* _Exercises_:
1) Answer these questions about the mailing-list thread on the FAT fallocate patch:
(a) Which ext4 function removes the blocks when the last writer closes the file?
(b) Which part of the ext4 approach does the thread say was adopted?
(c) What is ‘pos’ used as in the case of pre-allocation?
2) Carry on the mailing-list thread about the FAT fallocate patch from the point where it stops.

* _Selected text_:
Re: [PATCH RESEND v5] fat: editions to support fat_fallocate

Namjae Jeon <linkinjeon@xxxxxxxxx> · Thu, 2 May 2013 18:15:21 +0900



2013/5/2, OGAWA Hirofumi <hirofumi@xxxxxxxxxxxxxxxxxx>:
> OGAWA Hirofumi <hirofumi@xxxxxxxxxxxxxxxxxx> writes:
>
>> Namjae Jeon <linkinjeon@xxxxxxxxx> writes:
>>
>>>> Then, per-file discard fallocate space sounds like wrong. fallocate
>>>> space probably is inode attribute.
>>> Since, our preallocation will not be persistent after umount. So, we
>>> need to free up the space at some point.
>>> If we consider for normal pre-allocation in ext4, in that case also
>>> the blocks are removed in ext4_release_file when the last writer
>>> closes the file.
>>>
>>> ext4_release_file()
>>> {
>>> ...
>>> /* if we are the last writer on the inode, drop the block reservation */
>>> 	if ((filp->f_mode & FMODE_WRITE) &&
>>> 			(atomic_read(&inode->i_writecount) == 1) &&
>>> 		        !EXT4_I(inode)->i_reserved_data_blocks)
>>> 	{
>>> 		down_write(&EXT4_I(inode)->i_data_sem);
>>> 		ext4_discard_preallocations(inode);
>>> 		up_write(&EXT4_I(inode)->i_data_sem);
>>> 	}
>>>
>>> So, we will need to have this per file . May be the condition for
>>> checking is wrong which can be correct but the correctness points
>>> should be same. We can give a thought on using "i_writecount" for
>>> controlling the parallel write in FAT also.
>>> how do you think ?
>>
>> AFAIK, preallocation != fallocate. ext*'s preallocation was there at
>> before fallocation to optimize block allocation for user data blocks.
yes, this is correct , preallocation!= fallocate, we just adopted only
the "release part" from that approach
Sorry, Would you mind to adopt this approach :) ?

>>
>>>>>> I know. Question is, why do we need to initialize twice.
>>>>>>
>>>>>> 1) zeroed for uninitialized area, 2) then copy user data area. We
>>>>>> need
>>>>>> only either, right? This seems to be doing both for all fallocated
>>>>>> area.
>>>>> We did not initialize twice. We are using the ‘pos’ as the attribute
>>>>> to define zeroing length in case of pre-allocation.

* _Data extract_:
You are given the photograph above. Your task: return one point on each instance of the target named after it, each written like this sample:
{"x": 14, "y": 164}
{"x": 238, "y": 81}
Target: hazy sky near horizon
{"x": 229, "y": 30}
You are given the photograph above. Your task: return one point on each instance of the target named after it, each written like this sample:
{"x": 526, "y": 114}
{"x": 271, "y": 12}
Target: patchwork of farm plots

* _Responses by task_:
1)
(a) ext4_release_file
(b) The "release part"
(c) The attribute that defines the zeroing length

2)
>>>>> Zeroing out occurs till the ‘pos’ while actual write occur after
>>>>> ‘pos’.
>>>>> If we file size is 100KB and we pre-allocated till 1MB. Next if we try
>>>>> to write at 500KB,
>>>>> Then zeroing out will occur only for 100KB->500KB, after that there
>>>>> will be normal write. There is no duplication for the same space.
>>>>
>>>> Ah. Then write_begin() really initialize after i_size until page cache
>>>> boudary for append write? I wonder if this patch works correctly for
>>>> mmap.
>>> Since you already provided me review comments to check truncate and
>>> mmap, we checked all points for those cases.
>>
>> cluster size == 512b
>>
>> 1) create new file
>> 2) fallocate 100MB
>> 3) write(2) data for each 512b
>>
>> With this, write_begin() will be called for each 512b data. When we
>> allocates new page for this file, write_begin() writes data 0-512. Then,
>> we have to initialize 512-4096 by zero. Because mmap read maps 0-4096,
>> even if i_size == 512.
>>
>> Who is initializing area for 512-4096?
>
> From other view, I guess fat_zero_falloc_area() is for filling zero for
> 0-10000, in the following case?
>
>      1) create new file
>      2) lseek(10000)
>      3) write data by write(2)
>
> This job is for cont_write_begin(). If example is correct, why
> cont_write_begin() doesn't work? I guess, because get_block() doesn't
> set buffer_new() for those area.
>
> If above is correct, right implement to change get_block().
We will check your case.

Thanks~
>
> Thanks.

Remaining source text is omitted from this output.